◆ Work instructions ◆
Leave out the lines before the one with "Objective — one point per instance of the wagon bed"; output that line and all remaining lines of the records exactly.

►

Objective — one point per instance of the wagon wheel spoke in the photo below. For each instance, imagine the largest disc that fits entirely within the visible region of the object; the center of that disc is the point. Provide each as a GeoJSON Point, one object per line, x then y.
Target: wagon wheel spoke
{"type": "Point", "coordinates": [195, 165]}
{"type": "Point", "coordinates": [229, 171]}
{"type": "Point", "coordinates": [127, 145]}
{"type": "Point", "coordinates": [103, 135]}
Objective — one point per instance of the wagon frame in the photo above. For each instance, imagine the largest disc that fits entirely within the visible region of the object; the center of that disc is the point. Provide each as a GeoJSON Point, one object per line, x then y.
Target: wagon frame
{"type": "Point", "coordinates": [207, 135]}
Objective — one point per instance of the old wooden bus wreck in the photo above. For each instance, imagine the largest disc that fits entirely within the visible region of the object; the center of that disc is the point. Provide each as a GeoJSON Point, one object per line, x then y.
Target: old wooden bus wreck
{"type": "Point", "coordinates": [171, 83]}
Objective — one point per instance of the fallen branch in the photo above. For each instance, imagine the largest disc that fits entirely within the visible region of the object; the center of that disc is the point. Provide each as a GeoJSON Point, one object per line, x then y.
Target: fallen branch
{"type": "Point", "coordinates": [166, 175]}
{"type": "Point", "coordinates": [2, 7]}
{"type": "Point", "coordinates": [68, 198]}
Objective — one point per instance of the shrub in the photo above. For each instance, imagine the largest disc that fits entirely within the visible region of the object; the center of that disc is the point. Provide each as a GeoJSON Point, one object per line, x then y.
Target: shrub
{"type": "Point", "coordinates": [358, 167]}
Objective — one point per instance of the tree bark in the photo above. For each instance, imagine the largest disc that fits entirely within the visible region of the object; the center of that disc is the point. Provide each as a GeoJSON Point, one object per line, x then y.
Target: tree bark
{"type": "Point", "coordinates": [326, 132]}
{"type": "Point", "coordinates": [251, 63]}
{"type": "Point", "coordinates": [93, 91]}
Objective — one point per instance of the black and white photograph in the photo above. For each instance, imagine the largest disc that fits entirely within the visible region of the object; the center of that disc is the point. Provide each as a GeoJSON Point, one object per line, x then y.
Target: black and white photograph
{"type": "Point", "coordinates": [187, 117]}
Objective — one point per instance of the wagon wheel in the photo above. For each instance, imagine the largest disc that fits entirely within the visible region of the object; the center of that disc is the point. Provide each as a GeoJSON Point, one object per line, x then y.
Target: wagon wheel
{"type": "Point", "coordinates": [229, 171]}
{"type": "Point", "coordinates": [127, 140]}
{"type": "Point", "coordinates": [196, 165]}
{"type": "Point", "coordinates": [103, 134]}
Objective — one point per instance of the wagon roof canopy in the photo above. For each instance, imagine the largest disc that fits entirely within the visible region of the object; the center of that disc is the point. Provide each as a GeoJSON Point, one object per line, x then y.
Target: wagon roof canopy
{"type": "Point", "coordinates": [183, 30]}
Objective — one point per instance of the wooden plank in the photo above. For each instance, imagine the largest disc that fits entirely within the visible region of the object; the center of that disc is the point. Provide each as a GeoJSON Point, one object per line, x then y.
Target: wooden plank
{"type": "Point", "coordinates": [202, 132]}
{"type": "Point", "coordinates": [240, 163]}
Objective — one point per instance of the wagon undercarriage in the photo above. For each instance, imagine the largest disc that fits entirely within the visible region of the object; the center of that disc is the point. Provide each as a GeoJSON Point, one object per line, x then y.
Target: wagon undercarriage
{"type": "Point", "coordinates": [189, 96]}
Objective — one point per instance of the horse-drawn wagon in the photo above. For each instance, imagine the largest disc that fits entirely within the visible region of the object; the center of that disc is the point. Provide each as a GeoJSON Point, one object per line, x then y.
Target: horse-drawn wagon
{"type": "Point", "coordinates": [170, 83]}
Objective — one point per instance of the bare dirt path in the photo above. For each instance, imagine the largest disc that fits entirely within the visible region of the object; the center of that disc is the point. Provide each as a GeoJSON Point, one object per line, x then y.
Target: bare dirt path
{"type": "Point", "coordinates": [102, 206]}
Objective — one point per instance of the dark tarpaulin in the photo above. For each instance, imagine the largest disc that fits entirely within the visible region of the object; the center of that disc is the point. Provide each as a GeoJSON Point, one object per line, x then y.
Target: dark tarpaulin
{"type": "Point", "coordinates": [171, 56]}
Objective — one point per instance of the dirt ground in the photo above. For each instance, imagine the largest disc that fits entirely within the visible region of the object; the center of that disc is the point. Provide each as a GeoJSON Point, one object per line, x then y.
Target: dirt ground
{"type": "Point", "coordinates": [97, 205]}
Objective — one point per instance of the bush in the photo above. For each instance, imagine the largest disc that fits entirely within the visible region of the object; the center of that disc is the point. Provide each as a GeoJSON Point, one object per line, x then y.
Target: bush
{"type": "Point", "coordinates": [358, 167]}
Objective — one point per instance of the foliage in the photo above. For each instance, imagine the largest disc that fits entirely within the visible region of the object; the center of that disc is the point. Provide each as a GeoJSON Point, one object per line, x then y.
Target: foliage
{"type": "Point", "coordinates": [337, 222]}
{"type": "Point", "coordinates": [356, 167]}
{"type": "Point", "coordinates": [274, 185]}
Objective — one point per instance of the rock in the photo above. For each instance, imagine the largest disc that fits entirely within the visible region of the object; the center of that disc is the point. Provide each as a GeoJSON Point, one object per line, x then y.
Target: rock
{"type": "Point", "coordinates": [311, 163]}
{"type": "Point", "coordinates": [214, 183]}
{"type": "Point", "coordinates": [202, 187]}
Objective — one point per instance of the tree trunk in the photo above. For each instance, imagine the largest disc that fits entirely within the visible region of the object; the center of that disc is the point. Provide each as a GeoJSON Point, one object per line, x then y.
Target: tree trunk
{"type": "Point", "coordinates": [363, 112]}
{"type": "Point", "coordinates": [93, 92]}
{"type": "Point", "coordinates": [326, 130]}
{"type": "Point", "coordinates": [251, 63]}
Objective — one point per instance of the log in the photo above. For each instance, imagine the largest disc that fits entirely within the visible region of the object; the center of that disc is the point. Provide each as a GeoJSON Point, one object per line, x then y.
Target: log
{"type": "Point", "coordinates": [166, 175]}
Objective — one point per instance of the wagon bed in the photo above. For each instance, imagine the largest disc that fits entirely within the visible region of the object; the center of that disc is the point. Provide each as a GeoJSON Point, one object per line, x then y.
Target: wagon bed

◄

◆ Your solution ◆
Objective — one point per instance of the wagon bed in the photo above. For each instance, imagine the largest disc that fits entirely within the visible region of the object; the center of that disc is the point. Provide each as a GeoJSON Point, one object per line, x then y.
Target: wagon bed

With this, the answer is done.